TASK PROMPT –
Could you switch "rough mask" to "coarse mask" and give back only the lines that begin at the one containing "287L366 302L411 340L402" and stop after the one containing "positive clicks: (261, 397) (33, 398)", with everything else left unchanged?

THE INPUT –
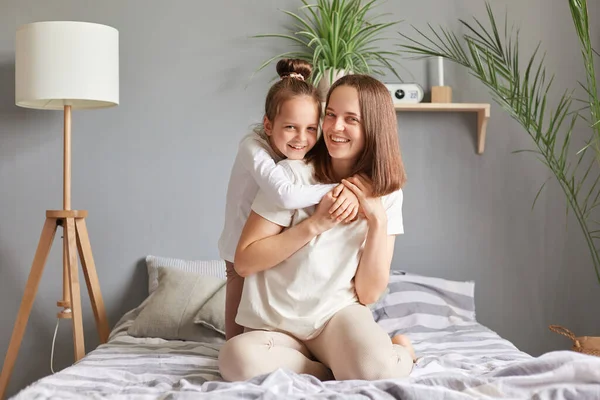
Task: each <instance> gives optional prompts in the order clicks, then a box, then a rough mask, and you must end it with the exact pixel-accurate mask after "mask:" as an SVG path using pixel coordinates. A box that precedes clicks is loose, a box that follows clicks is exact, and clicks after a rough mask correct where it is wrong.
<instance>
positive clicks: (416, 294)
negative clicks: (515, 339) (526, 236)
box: [14, 279, 600, 400]
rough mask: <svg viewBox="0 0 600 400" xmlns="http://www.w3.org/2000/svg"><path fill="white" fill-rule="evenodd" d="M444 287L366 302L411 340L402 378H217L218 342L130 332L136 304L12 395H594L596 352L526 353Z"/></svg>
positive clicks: (261, 397) (33, 398)
mask: <svg viewBox="0 0 600 400" xmlns="http://www.w3.org/2000/svg"><path fill="white" fill-rule="evenodd" d="M407 284H411V285H412V286H406V285H407ZM394 285H399V286H394ZM400 286H402V287H400ZM446 289H447V290H448V292H447V293H446V294H445V295H444V296H442V297H441V300H440V298H439V296H438V298H435V297H431V296H432V293H431V290H434V291H437V293H438V295H439V293H440V290H442V289H441V288H440V287H437V288H435V289H432V285H431V282H425V283H423V281H420V280H419V279H413V280H409V282H408V283H407V281H406V280H401V281H399V280H392V282H391V284H390V293H389V295H388V296H387V298H386V299H385V300H384V301H383V303H381V304H379V305H377V306H375V307H374V308H373V313H374V315H375V317H376V319H377V321H378V323H379V324H380V325H381V326H382V327H384V328H385V329H386V330H387V331H388V332H389V333H390V334H391V333H394V332H402V333H404V334H406V335H408V336H409V338H410V339H411V340H412V342H413V344H414V347H415V351H416V353H417V356H418V361H417V363H416V364H415V368H414V369H413V372H412V374H411V376H410V377H408V378H406V379H400V380H382V381H376V382H365V381H332V382H321V381H319V380H317V379H316V378H314V377H311V376H306V375H298V374H295V373H292V372H290V371H286V370H278V371H275V372H273V373H271V374H269V375H265V376H260V377H257V378H255V379H252V380H250V381H247V382H236V383H228V382H223V381H222V379H221V377H220V375H219V372H218V368H217V356H218V351H219V348H220V345H215V344H206V343H205V344H203V343H195V342H185V341H166V340H162V339H156V338H134V337H131V336H129V335H127V329H128V327H129V326H130V325H131V324H132V322H133V320H134V318H135V316H136V315H137V313H138V311H139V310H132V311H131V312H129V313H128V314H126V315H125V316H124V317H123V318H122V319H121V321H119V323H118V324H117V325H116V327H115V329H114V330H113V332H112V333H111V337H110V340H109V342H108V343H107V344H104V345H101V346H99V347H98V348H97V349H95V350H93V351H92V352H90V353H89V354H88V355H86V356H85V357H84V358H83V359H82V360H80V361H79V362H78V363H77V364H75V365H73V366H71V367H68V368H66V369H64V370H62V371H60V372H58V373H56V374H54V375H51V376H47V377H45V378H43V379H41V380H39V381H37V382H35V383H33V384H32V385H30V386H29V387H27V388H25V389H24V390H22V391H21V392H20V393H18V394H17V395H16V396H15V397H14V399H16V400H21V399H81V398H94V399H105V398H106V399H187V398H194V399H196V398H211V399H212V398H215V399H274V398H282V399H301V398H323V399H324V398H327V399H338V398H339V399H375V400H380V399H391V398H396V399H428V400H436V399H440V400H441V399H444V400H455V399H456V400H459V399H475V398H477V399H481V398H486V399H500V398H501V399H530V398H535V399H582V400H585V399H600V357H592V356H586V355H582V354H578V353H574V352H570V351H559V352H551V353H547V354H545V355H543V356H540V357H531V356H529V355H527V354H525V353H523V352H521V351H519V350H518V349H517V348H516V347H515V346H514V345H513V344H511V343H510V342H509V341H507V340H505V339H503V338H501V337H500V336H499V335H498V334H496V333H495V332H493V331H492V330H490V329H488V328H486V327H485V326H483V325H481V324H479V323H478V322H476V321H475V320H474V319H473V317H474V309H470V308H472V305H470V304H469V301H470V300H469V297H470V295H469V293H468V290H470V289H468V290H467V292H466V293H465V292H463V293H461V290H463V289H464V286H463V287H462V289H461V287H458V288H455V289H453V288H445V289H444V290H446ZM410 291H412V292H413V293H412V295H411V296H410V299H411V300H410V301H411V302H412V303H411V304H417V305H418V306H417V307H416V308H415V309H413V310H412V311H410V312H407V311H406V307H401V306H400V304H402V302H403V301H404V300H403V296H404V295H403V294H402V293H404V294H406V293H407V292H410ZM415 298H419V299H420V300H419V301H417V302H416V303H415ZM406 301H409V300H406ZM407 313H408V315H407Z"/></svg>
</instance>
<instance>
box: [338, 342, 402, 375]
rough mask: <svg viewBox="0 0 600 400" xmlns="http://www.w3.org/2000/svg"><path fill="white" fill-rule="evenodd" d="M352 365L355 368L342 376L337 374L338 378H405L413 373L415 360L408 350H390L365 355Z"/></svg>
mask: <svg viewBox="0 0 600 400" xmlns="http://www.w3.org/2000/svg"><path fill="white" fill-rule="evenodd" d="M386 347H387V346H386ZM394 347H396V346H394ZM398 347H400V346H398ZM352 364H353V366H354V367H350V368H349V369H347V370H345V371H343V372H342V373H341V374H338V373H336V378H337V379H340V380H348V379H358V380H365V381H377V380H382V379H398V378H405V377H407V376H409V375H410V372H411V371H412V367H413V360H412V357H411V356H410V353H409V352H408V351H406V349H404V351H402V350H397V349H389V351H374V352H370V353H368V354H365V355H364V356H363V357H361V358H359V359H356V360H355V362H354V363H352ZM338 375H343V376H338Z"/></svg>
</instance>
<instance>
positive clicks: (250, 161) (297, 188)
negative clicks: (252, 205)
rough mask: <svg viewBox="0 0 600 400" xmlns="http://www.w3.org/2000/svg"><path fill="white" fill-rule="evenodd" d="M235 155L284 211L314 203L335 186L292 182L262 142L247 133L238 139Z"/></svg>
mask: <svg viewBox="0 0 600 400" xmlns="http://www.w3.org/2000/svg"><path fill="white" fill-rule="evenodd" d="M239 157H240V160H241V162H242V165H243V166H244V168H246V169H247V170H248V171H250V173H251V174H252V177H253V178H254V180H255V181H256V183H257V184H258V186H259V187H260V190H262V191H263V192H264V193H265V195H266V196H267V198H268V199H269V200H270V201H271V202H272V203H273V204H276V205H277V206H278V207H281V208H284V209H286V210H296V209H299V208H306V207H310V206H313V205H315V204H318V203H319V202H320V201H321V199H322V198H323V196H325V195H326V194H327V193H329V192H330V191H331V190H332V189H334V188H335V187H336V186H337V184H329V185H324V184H319V185H299V184H294V183H293V182H292V181H291V180H290V179H289V177H288V176H287V174H286V173H285V171H284V169H283V167H282V166H280V165H277V164H276V163H275V160H273V157H272V156H271V155H270V154H269V152H268V151H267V150H266V149H265V148H264V147H263V146H262V144H261V143H260V142H259V141H258V140H257V139H255V138H253V137H251V136H250V137H248V138H246V139H245V140H243V141H242V143H241V145H240V151H239Z"/></svg>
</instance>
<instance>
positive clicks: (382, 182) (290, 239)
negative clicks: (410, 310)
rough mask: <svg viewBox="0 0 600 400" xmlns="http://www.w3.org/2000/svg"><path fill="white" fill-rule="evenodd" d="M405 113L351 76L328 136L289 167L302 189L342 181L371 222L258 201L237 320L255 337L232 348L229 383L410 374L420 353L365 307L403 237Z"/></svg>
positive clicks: (225, 361) (230, 340)
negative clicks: (357, 219)
mask: <svg viewBox="0 0 600 400" xmlns="http://www.w3.org/2000/svg"><path fill="white" fill-rule="evenodd" d="M396 128H397V127H396V114H395V111H394V108H393V104H392V100H391V98H390V96H389V93H388V91H387V90H386V87H385V86H384V85H383V84H382V83H381V82H379V81H377V80H375V79H374V78H371V77H369V76H366V75H349V76H345V77H343V78H341V79H339V80H338V81H336V83H335V84H334V85H333V86H332V88H331V89H330V92H329V96H328V98H327V107H326V115H325V117H324V121H323V134H322V136H321V137H320V138H319V140H318V142H317V144H316V146H315V148H314V150H313V152H311V154H310V155H309V156H308V157H307V158H308V160H309V162H305V161H302V160H290V161H283V162H282V163H281V165H282V166H285V167H286V171H287V173H288V175H289V176H290V178H291V179H293V180H294V181H295V182H296V183H300V184H308V185H310V184H314V183H331V182H339V181H340V180H341V181H342V182H343V183H344V185H346V186H347V187H348V188H349V189H351V190H352V191H353V193H355V194H356V195H357V197H358V199H359V202H360V207H361V212H362V213H363V214H364V218H363V219H361V220H359V221H356V222H353V223H352V224H339V222H337V221H335V220H332V219H331V218H329V213H328V210H329V208H330V206H331V204H333V202H334V199H333V197H332V196H331V195H329V194H328V195H326V196H325V197H324V198H323V200H322V201H321V202H320V204H319V205H318V207H316V210H315V209H313V208H306V209H299V210H295V211H289V210H285V209H282V208H281V207H278V206H277V205H275V204H273V202H271V201H270V200H269V199H268V197H267V196H266V195H265V194H264V193H263V192H262V191H261V192H259V193H258V195H257V197H256V199H255V201H254V203H253V205H252V213H251V214H250V216H249V218H248V221H247V223H246V226H245V227H244V230H243V233H242V236H241V238H240V241H239V244H238V247H237V251H236V255H235V268H236V271H237V272H238V273H239V274H240V275H241V276H244V277H246V278H245V283H244V290H243V295H242V302H241V303H240V308H239V310H238V315H237V319H236V321H237V322H238V323H239V324H240V325H243V326H245V327H246V329H247V332H245V333H243V334H242V335H239V336H237V337H235V338H233V339H232V340H230V341H228V342H227V343H225V345H224V346H223V347H222V349H221V351H220V354H219V368H220V371H221V375H222V376H223V378H224V379H225V380H229V381H237V380H246V379H250V378H252V377H254V376H257V375H262V374H266V373H270V372H272V371H274V370H276V369H278V368H285V369H288V370H292V371H294V372H297V373H307V374H311V375H314V376H316V377H317V378H319V379H322V380H326V379H330V378H331V377H332V374H333V377H334V378H335V379H339V380H343V379H364V380H376V379H385V378H400V377H405V376H407V375H409V373H410V371H411V370H412V365H413V354H412V352H411V350H412V349H411V347H410V343H409V342H408V341H406V340H402V339H405V338H395V339H400V340H396V341H397V342H400V344H405V345H406V346H402V345H399V344H393V342H392V340H390V338H389V336H388V335H387V334H386V332H385V331H384V330H383V329H382V328H381V327H380V326H379V325H378V324H377V323H376V322H375V321H374V319H373V315H372V314H371V312H370V310H369V309H368V308H367V307H366V306H365V305H366V304H371V303H373V302H375V301H376V300H377V299H378V298H379V296H380V295H381V293H383V292H384V290H385V288H386V287H387V284H388V279H389V272H390V264H391V261H392V256H393V252H394V240H395V235H398V234H401V233H403V222H402V200H403V196H402V190H401V187H402V186H403V183H404V181H405V175H404V168H403V163H402V159H401V156H400V148H399V143H398V133H397V129H396Z"/></svg>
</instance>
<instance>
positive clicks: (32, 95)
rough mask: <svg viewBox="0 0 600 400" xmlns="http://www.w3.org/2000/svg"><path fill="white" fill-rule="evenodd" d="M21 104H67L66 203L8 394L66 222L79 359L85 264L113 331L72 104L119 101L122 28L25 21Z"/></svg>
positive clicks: (52, 104) (65, 122)
mask: <svg viewBox="0 0 600 400" xmlns="http://www.w3.org/2000/svg"><path fill="white" fill-rule="evenodd" d="M15 101H16V104H17V106H20V107H25V108H34V109H44V110H63V112H64V132H63V133H64V154H63V209H62V210H48V211H46V220H45V223H44V225H43V228H42V233H41V236H40V240H39V243H38V246H37V250H36V252H35V256H34V258H33V263H32V266H31V271H30V273H29V278H28V280H27V284H26V286H25V292H24V294H23V299H22V300H21V306H20V308H19V312H18V314H17V318H16V322H15V326H14V328H13V333H12V336H11V339H10V344H9V347H8V351H7V353H6V357H5V360H4V365H3V367H2V375H1V376H0V399H1V398H4V394H5V392H6V388H7V386H8V381H9V379H10V375H11V373H12V370H13V368H14V365H15V362H16V360H17V355H18V353H19V347H20V346H21V340H22V339H23V335H24V333H25V328H26V325H27V320H28V319H29V315H30V313H31V308H32V307H33V302H34V299H35V296H36V292H37V289H38V285H39V283H40V280H41V277H42V272H43V269H44V266H45V264H46V260H47V258H48V254H49V252H50V249H51V247H52V242H53V241H54V236H55V234H56V230H57V229H58V227H59V226H60V227H61V228H62V232H63V297H62V300H61V301H59V302H58V303H57V305H58V306H59V307H60V308H62V310H61V311H60V312H59V313H58V317H59V318H70V319H71V320H72V323H73V342H74V343H73V344H74V349H75V361H77V360H79V359H81V358H82V357H83V356H84V355H85V346H84V337H83V322H82V315H81V314H82V312H81V297H80V287H79V269H78V261H77V255H78V254H79V258H80V260H81V265H82V269H83V274H84V277H85V281H86V284H87V289H88V293H89V296H90V300H91V305H92V309H93V311H94V317H95V320H96V327H97V330H98V334H99V336H100V342H101V343H106V341H107V339H108V334H109V327H108V321H107V319H106V311H105V309H104V302H103V300H102V295H101V293H100V284H99V282H98V276H97V274H96V268H95V265H94V259H93V257H92V247H91V245H90V240H89V237H88V232H87V228H86V224H85V217H86V216H87V211H84V210H72V209H71V110H73V109H93V108H105V107H112V106H116V105H118V104H119V32H118V31H117V30H116V29H114V28H112V27H110V26H106V25H100V24H94V23H88V22H74V21H47V22H35V23H31V24H26V25H23V26H21V27H20V28H19V29H17V33H16V52H15Z"/></svg>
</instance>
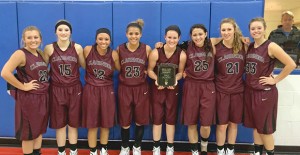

EXERCISE SOLUTION –
coarse mask: <svg viewBox="0 0 600 400" xmlns="http://www.w3.org/2000/svg"><path fill="white" fill-rule="evenodd" d="M444 287L366 302L411 340L402 378H217L218 342L130 332L136 304L12 395H594L596 352L526 353Z"/></svg>
positive clicks: (261, 397) (33, 398)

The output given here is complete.